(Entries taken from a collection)

☆ ☆ ☆ ☆

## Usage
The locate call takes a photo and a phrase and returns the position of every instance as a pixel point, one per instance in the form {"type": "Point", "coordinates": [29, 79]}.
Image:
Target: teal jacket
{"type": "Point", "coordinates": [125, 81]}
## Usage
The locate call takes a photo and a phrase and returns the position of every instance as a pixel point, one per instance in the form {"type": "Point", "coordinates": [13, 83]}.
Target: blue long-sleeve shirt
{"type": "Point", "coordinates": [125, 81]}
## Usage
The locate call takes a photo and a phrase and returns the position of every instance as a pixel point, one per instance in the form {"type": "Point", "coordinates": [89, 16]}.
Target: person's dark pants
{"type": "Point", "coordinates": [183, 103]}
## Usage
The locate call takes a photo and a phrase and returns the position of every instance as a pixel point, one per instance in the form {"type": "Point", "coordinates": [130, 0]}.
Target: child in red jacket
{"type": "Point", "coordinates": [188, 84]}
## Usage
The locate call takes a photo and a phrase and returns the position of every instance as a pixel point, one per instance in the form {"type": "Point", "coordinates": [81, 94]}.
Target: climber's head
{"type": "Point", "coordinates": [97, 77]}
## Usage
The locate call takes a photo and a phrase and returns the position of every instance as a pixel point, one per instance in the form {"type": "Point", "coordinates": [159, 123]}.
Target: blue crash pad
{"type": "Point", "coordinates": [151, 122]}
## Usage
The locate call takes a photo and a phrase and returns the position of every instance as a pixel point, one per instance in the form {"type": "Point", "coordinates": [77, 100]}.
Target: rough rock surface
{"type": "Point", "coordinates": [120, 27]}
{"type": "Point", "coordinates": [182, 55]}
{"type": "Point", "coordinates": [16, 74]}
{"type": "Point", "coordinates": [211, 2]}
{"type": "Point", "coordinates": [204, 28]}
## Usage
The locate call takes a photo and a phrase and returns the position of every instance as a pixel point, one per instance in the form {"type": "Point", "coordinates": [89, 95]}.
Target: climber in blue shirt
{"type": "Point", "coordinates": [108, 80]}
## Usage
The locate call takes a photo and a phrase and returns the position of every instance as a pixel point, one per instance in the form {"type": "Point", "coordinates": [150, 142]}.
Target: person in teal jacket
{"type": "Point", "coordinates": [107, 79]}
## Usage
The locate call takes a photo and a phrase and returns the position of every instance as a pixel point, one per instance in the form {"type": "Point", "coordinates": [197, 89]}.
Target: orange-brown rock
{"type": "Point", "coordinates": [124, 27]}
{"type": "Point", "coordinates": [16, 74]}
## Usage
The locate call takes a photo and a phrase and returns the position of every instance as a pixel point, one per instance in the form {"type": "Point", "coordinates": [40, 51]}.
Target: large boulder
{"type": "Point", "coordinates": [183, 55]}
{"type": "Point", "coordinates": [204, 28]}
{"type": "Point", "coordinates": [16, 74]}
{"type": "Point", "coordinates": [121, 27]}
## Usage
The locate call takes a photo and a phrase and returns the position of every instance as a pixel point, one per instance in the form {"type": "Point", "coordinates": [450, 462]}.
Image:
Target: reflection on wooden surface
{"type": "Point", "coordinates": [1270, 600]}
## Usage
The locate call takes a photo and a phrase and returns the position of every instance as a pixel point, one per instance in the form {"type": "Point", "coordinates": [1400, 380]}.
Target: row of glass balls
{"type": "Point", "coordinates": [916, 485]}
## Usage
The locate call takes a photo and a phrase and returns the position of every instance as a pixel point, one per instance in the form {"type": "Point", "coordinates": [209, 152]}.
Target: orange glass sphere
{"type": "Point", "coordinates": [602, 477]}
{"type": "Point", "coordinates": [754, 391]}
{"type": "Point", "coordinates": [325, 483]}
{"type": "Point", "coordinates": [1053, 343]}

☆ ☆ ☆ ☆

• _REQUIREMENTS_: Reproduce the material in full, with no word added or dropped.

• _RESULT OF THIS EXERCISE_:
## Usage
The locate call takes a photo and a phrase and returns the position of every instance as a pixel point, one per instance in the form {"type": "Point", "coordinates": [29, 79]}.
Image:
Target: teal jacket
{"type": "Point", "coordinates": [125, 81]}
## Usage
The locate call takes a photo and a phrase and returns the position of every instance as a pixel point, one per instance in the form {"type": "Point", "coordinates": [13, 83]}.
Target: blue long-sleeve shirt
{"type": "Point", "coordinates": [125, 81]}
## Usage
The locate call takes a photo and a phrase and returns the position of every instance as a pixel point, one per instance in the form {"type": "Point", "coordinates": [89, 16]}.
Target: person's dark pants
{"type": "Point", "coordinates": [183, 103]}
## Usage
The locate call takes a photo and a phrase and returns the position of every instance as a pixel point, one per instance in the form {"type": "Point", "coordinates": [130, 0]}.
Target: child in red jacket
{"type": "Point", "coordinates": [188, 84]}
## Usage
The locate call takes a photo and a phrase and returns the position of every instance as a pixel point, one per instance in the form {"type": "Point", "coordinates": [81, 94]}.
Target: climber's head
{"type": "Point", "coordinates": [97, 77]}
## Usage
The locate call takes a photo and a phrase and returns the position of every instance as a pixel point, one per instance in the form {"type": "Point", "coordinates": [159, 123]}.
Target: blue crash pad
{"type": "Point", "coordinates": [151, 122]}
## Usage
The locate call takes a photo and a phrase and returns the position of every instance as a pixel point, one per instance in the form {"type": "Point", "coordinates": [77, 100]}.
Target: rough rock surface
{"type": "Point", "coordinates": [120, 27]}
{"type": "Point", "coordinates": [182, 55]}
{"type": "Point", "coordinates": [16, 74]}
{"type": "Point", "coordinates": [211, 2]}
{"type": "Point", "coordinates": [204, 28]}
## Usage
The locate call takes a photo and a phrase and returns the position of every instance as a pixel point, one per instance in the form {"type": "Point", "coordinates": [89, 95]}.
Target: climber in blue shirt
{"type": "Point", "coordinates": [108, 80]}
## Usage
The locate call takes a photo and a phrase and returns the position of every instance as a pixel point, one per instance in the form {"type": "Point", "coordinates": [150, 142]}.
Target: person in teal jacket
{"type": "Point", "coordinates": [107, 79]}
## Usage
The locate call takes a photo and a phrase and returns the position of every instance as a pixel point, one per instance in the form {"type": "Point", "coordinates": [197, 89]}.
Target: orange-brown rock
{"type": "Point", "coordinates": [124, 27]}
{"type": "Point", "coordinates": [16, 74]}
## Usage
The locate call takes a photo and a phrase and returns the position of every instance as a pixel point, one per instance in the form {"type": "Point", "coordinates": [40, 51]}.
Target: large boulder
{"type": "Point", "coordinates": [183, 55]}
{"type": "Point", "coordinates": [204, 28]}
{"type": "Point", "coordinates": [16, 74]}
{"type": "Point", "coordinates": [121, 27]}
## Usage
The locate call takes a photo and a phrase and returns the position of every instance as a pixel point, one per instance in the form {"type": "Point", "coordinates": [450, 462]}.
Image:
Target: reflection on wooden surface
{"type": "Point", "coordinates": [1270, 600]}
## Usage
The locate call takes a photo and a phrase and returns the position of every instance as a pixel point, one per instance in the form {"type": "Point", "coordinates": [1400, 380]}.
Target: row of glass balls
{"type": "Point", "coordinates": [916, 485]}
## Usage
The locate call takes a photo and a phrase and returns the position of every instance as a pixel point, one per instance in the form {"type": "Point", "coordinates": [209, 152]}.
Target: orange glass sphere
{"type": "Point", "coordinates": [602, 477]}
{"type": "Point", "coordinates": [754, 391]}
{"type": "Point", "coordinates": [325, 483]}
{"type": "Point", "coordinates": [1053, 343]}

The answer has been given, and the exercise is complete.